***** TASK INPUT

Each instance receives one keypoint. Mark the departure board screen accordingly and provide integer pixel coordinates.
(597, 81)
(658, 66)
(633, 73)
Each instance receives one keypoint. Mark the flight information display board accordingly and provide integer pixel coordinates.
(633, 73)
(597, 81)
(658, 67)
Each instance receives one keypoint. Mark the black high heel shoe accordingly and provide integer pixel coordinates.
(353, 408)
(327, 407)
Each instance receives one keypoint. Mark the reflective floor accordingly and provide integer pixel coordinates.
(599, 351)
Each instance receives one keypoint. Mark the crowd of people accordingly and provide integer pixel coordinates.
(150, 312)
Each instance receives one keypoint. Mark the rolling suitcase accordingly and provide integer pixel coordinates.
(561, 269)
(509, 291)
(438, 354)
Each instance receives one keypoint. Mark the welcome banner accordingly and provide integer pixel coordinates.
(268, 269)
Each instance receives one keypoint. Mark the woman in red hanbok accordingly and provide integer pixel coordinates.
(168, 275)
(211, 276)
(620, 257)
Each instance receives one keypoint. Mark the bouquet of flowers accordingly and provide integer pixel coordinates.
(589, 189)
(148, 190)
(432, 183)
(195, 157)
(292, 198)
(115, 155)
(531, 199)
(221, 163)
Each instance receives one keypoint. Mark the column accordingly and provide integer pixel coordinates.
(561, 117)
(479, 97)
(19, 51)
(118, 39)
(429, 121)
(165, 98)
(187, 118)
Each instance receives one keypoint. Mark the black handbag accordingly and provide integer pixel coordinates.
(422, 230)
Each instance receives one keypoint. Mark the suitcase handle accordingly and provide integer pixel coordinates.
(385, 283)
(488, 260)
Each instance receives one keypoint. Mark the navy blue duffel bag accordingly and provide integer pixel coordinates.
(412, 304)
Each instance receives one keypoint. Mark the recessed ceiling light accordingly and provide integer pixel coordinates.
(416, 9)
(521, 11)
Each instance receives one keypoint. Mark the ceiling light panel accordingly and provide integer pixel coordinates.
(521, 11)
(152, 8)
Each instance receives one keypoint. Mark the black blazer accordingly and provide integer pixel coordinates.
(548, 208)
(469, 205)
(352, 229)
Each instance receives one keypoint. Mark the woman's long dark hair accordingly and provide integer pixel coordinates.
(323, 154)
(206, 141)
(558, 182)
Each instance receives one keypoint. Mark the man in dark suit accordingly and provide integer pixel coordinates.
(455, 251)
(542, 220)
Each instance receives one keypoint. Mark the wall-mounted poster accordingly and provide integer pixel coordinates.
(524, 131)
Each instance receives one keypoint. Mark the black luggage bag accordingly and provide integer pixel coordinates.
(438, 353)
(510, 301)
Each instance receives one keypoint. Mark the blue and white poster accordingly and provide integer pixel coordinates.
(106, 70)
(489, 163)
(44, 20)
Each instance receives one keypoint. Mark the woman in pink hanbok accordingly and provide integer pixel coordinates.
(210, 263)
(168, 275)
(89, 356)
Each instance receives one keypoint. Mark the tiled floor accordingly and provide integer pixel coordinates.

**********

:: EXERCISE INSTRUCTIONS ::
Lay out every line of the listing above as a Markdown table with the columns "No." and "Line". Give each line its own numbered row, and leave out blank lines.

:: ANSWER TO THIS EXERCISE ::
| No. | Line |
|---|---|
| 1 | Each instance receives one keypoint. Mark the departure board screen accordingly and provide integer pixel coordinates. |
| 2 | (597, 81) |
| 3 | (658, 66) |
| 4 | (633, 73) |
| 5 | Each instance receives one keypoint. Mark the flight information display board accordingly and provide integer pixel coordinates. |
| 6 | (633, 73) |
| 7 | (597, 81) |
| 8 | (658, 67) |
| 9 | Each instance receives one keypoint. Mark the black high heel shoe accordingly and provide integer pixel coordinates. |
| 10 | (353, 408) |
| 11 | (327, 407) |
| 12 | Each instance receives one keypoint. Mark the reflective floor accordingly and provide integer pixel coordinates. |
| 13 | (599, 351) |
| 14 | Each instance receives one keypoint. Mark the crowd of people accordingly and provide integer pixel coordinates. |
| 15 | (150, 312) |
| 16 | Each instance receives one keypoint. Mark the rolling suitcase accordingly and provide integer pixel coordinates. |
| 17 | (561, 269) |
| 18 | (509, 291) |
| 19 | (438, 354) |
| 20 | Each instance receives one keypoint. Mark the welcome banner accordingly and provide integer pixel coordinates. |
| 21 | (268, 269) |
| 22 | Each instance receives one keypoint. Mark the woman in red hanbok accordingly and provide integer pixel coordinates. |
| 23 | (168, 275) |
| 24 | (211, 276) |
| 25 | (620, 257) |
| 26 | Each instance receives one keypoint. Mark the bouquet of flowers accordingly and provide integer pixel coordinates. |
| 27 | (589, 189) |
| 28 | (148, 190) |
| 29 | (432, 183) |
| 30 | (195, 157) |
| 31 | (292, 198) |
| 32 | (115, 155) |
| 33 | (531, 199) |
| 34 | (221, 163) |
| 35 | Each instance receives one keypoint. Mark the column accordingly and provide integer pixel coordinates. |
| 36 | (561, 117) |
| 37 | (479, 97) |
| 38 | (19, 51) |
| 39 | (118, 39) |
| 40 | (429, 121) |
| 41 | (165, 98) |
| 42 | (187, 118) |
| 43 | Each instance receives one keypoint. Mark the black handbag accordingly and provide integer pixel coordinates. |
| 44 | (422, 230) |
| 45 | Each instance receives one keypoint. Mark the suitcase handle accordingly and provide integer pixel coordinates. |
| 46 | (385, 283) |
| 47 | (488, 260) |
| 48 | Each instance receives one keypoint. Mark the navy blue duffel bag accordingly and provide integer pixel coordinates. |
| 49 | (412, 304) |
| 50 | Each instance receives one keypoint. Mark the recessed ceiling light accordingly and provide integer pixel coordinates. |
| 51 | (416, 9) |
| 52 | (521, 11) |
| 53 | Each instance receives one keypoint. Mark the ceiling light panel accordingly and provide integer pixel coordinates. |
| 54 | (521, 11) |
| 55 | (152, 8) |
| 56 | Each instance receives one keypoint. Mark the black blazer accordingly and provide integer pixel coordinates. |
| 57 | (548, 208) |
| 58 | (469, 205) |
| 59 | (352, 229) |
| 60 | Each instance receives one keypoint. Mark the woman's long dark hair accordingly and provide integer pixel coordinates. |
| 61 | (323, 154) |
| 62 | (206, 141) |
| 63 | (558, 182) |
| 64 | Each instance receives one keypoint. Mark the man in dark suit accordingly and provide integer pixel coordinates. |
| 65 | (455, 251) |
| 66 | (542, 220) |
| 67 | Each instance receives one keypoint. Mark the wall-mounted poster accordingly and provide integer pixel coordinates. |
| 68 | (524, 131) |
| 69 | Each instance receives one keypoint. Mark the black luggage bag accordingly and provide integer pixel coordinates. |
| 70 | (438, 353) |
| 71 | (510, 301) |
| 72 | Each instance receives one keypoint. Mark the blue and white poster accordingly and provide integer pixel coordinates. |
| 73 | (106, 70) |
| 74 | (489, 163) |
| 75 | (44, 20) |
| 76 | Each instance receives one keypoint. Mark the woman in pink hanbok accordingly and provide integer pixel coordinates. |
| 77 | (210, 263) |
| 78 | (168, 275) |
| 79 | (89, 356) |
| 80 | Each instance receives one keypoint. Mark the tiled floor accordingly and provide integer pixel coordinates. |